### WRITTEN EXERCISE:
Add 130 to every coordinate in the answer points of the lines from the one with "Where can the polished" up to and including the one with "<point>179,146</point>". Write out those lines in full, including the requests, and leave the sample coordinates inside the requests as they are.
[start DATA SHOWN]
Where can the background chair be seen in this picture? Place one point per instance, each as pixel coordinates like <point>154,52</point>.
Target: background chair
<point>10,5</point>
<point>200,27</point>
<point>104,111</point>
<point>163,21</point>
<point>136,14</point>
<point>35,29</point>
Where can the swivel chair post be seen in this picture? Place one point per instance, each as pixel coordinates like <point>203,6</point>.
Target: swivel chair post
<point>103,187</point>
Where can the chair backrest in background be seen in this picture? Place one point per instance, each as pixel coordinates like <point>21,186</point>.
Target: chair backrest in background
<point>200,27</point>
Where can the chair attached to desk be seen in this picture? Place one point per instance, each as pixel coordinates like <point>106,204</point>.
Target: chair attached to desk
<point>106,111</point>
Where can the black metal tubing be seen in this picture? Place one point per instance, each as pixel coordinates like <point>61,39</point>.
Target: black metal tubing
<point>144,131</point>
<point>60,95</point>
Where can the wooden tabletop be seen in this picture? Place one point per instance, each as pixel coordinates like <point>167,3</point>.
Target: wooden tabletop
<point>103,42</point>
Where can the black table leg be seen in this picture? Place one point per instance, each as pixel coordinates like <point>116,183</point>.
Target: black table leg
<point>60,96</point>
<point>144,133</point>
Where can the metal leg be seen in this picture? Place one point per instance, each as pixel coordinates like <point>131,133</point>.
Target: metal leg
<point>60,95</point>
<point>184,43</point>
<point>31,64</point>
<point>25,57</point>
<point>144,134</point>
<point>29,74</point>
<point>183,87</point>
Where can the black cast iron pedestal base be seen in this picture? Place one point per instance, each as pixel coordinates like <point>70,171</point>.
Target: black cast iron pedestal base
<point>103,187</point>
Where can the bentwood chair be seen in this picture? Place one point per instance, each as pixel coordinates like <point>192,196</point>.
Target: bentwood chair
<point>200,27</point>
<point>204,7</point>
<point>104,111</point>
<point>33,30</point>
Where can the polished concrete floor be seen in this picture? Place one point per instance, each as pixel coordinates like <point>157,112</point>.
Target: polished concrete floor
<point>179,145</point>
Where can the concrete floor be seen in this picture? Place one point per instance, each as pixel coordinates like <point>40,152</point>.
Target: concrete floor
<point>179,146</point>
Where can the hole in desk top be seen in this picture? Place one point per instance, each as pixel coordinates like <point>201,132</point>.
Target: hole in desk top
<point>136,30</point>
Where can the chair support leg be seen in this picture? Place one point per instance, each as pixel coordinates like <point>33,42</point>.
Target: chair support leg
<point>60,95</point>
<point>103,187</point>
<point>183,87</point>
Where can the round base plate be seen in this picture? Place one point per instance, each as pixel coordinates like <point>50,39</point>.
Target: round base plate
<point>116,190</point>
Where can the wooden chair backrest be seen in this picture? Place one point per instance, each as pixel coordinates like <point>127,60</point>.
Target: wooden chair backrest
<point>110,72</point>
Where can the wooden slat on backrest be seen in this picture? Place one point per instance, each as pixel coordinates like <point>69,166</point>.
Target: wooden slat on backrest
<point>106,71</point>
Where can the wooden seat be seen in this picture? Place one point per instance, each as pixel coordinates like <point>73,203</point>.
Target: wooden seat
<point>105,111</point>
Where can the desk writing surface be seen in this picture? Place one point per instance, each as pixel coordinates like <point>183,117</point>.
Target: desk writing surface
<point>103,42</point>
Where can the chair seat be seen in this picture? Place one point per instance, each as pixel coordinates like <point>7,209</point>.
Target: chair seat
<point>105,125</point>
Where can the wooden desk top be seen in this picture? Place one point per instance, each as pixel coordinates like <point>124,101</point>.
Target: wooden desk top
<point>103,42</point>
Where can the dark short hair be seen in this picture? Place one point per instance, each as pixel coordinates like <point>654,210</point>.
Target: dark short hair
[end DATA SHOWN]
### FINISHED TASK:
Where can the polished concrete floor be seen in this picture? Place one point per instance, each as pixel coordinates like <point>157,112</point>.
Target: polished concrete floor
<point>309,275</point>
Where can the concrete floor be seen in this picture? Place one point per instance, each as pixel coordinates like <point>40,152</point>.
Target: concrete floor
<point>309,276</point>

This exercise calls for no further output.